THE PROBLEM:
Please pick out and copy each line of the items below that contains the word "dark". Case counts.

----------

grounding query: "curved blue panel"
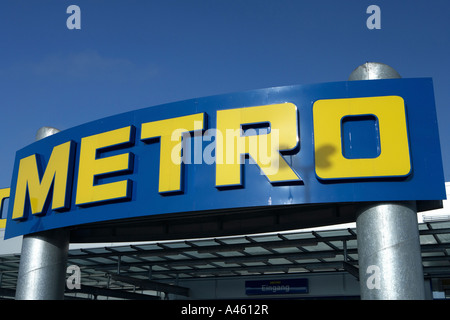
[6,78,445,238]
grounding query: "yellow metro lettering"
[0,188,11,229]
[75,126,134,206]
[141,113,204,193]
[313,96,411,179]
[216,103,301,187]
[12,141,75,219]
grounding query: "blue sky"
[0,0,450,187]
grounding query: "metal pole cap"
[348,62,401,81]
[36,127,61,141]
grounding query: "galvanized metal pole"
[349,62,425,300]
[16,127,69,300]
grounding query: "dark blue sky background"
[0,0,450,187]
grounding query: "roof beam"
[111,274,189,297]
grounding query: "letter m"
[12,141,75,219]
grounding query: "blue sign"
[245,279,309,296]
[6,78,445,238]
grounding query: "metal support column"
[349,62,425,300]
[16,127,69,300]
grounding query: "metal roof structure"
[0,221,450,299]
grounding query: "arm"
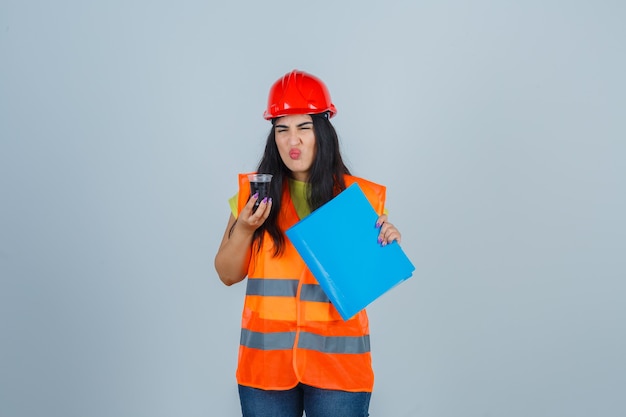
[215,197,272,286]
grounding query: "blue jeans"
[239,384,372,417]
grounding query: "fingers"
[376,214,402,246]
[239,194,272,230]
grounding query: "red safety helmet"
[263,70,337,120]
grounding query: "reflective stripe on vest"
[240,329,370,354]
[246,278,330,303]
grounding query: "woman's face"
[274,114,316,181]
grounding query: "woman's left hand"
[376,214,402,246]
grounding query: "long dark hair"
[252,113,350,256]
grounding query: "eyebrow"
[274,122,313,129]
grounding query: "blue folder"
[286,183,415,320]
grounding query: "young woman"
[215,70,400,417]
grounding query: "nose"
[289,129,301,145]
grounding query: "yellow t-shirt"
[228,178,311,219]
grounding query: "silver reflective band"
[246,278,298,297]
[298,332,370,353]
[246,278,330,303]
[240,329,370,354]
[239,329,296,350]
[300,284,330,303]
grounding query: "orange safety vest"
[237,174,386,392]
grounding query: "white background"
[0,0,626,417]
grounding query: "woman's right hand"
[236,194,272,232]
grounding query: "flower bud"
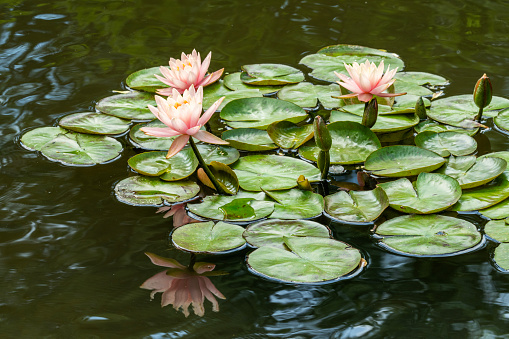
[474,73,493,108]
[313,115,332,151]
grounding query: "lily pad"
[415,132,477,157]
[247,237,362,283]
[378,173,461,214]
[232,155,320,191]
[115,176,200,206]
[221,128,278,151]
[243,219,331,249]
[187,191,274,222]
[375,214,482,257]
[365,145,445,177]
[452,172,509,211]
[267,121,314,148]
[299,121,381,165]
[127,148,198,181]
[171,221,246,254]
[240,64,304,86]
[325,187,389,223]
[95,92,156,121]
[221,98,308,129]
[437,156,507,189]
[58,112,130,134]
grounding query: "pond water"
[0,0,509,338]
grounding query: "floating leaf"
[267,121,314,148]
[378,173,461,214]
[247,237,362,283]
[299,121,381,164]
[171,221,246,254]
[115,176,200,206]
[232,155,320,191]
[325,187,389,223]
[221,98,308,129]
[375,214,482,257]
[243,219,331,249]
[365,145,445,177]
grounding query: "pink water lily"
[156,49,224,96]
[334,60,406,102]
[141,85,228,158]
[140,253,226,317]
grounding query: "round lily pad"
[375,214,483,257]
[378,173,461,214]
[240,64,304,86]
[299,121,381,165]
[365,145,445,177]
[221,128,278,151]
[415,131,477,157]
[243,219,331,249]
[325,187,389,223]
[247,237,362,283]
[221,98,308,129]
[58,112,130,134]
[267,121,314,148]
[115,176,200,206]
[232,155,320,191]
[171,221,246,254]
[95,92,156,121]
[437,156,507,189]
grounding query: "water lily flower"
[141,85,228,158]
[140,253,226,317]
[156,49,224,96]
[334,60,406,102]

----------

FINISHED ANSWER:
grounding query: "dark blue sky background"
grounding query: "long dark hair"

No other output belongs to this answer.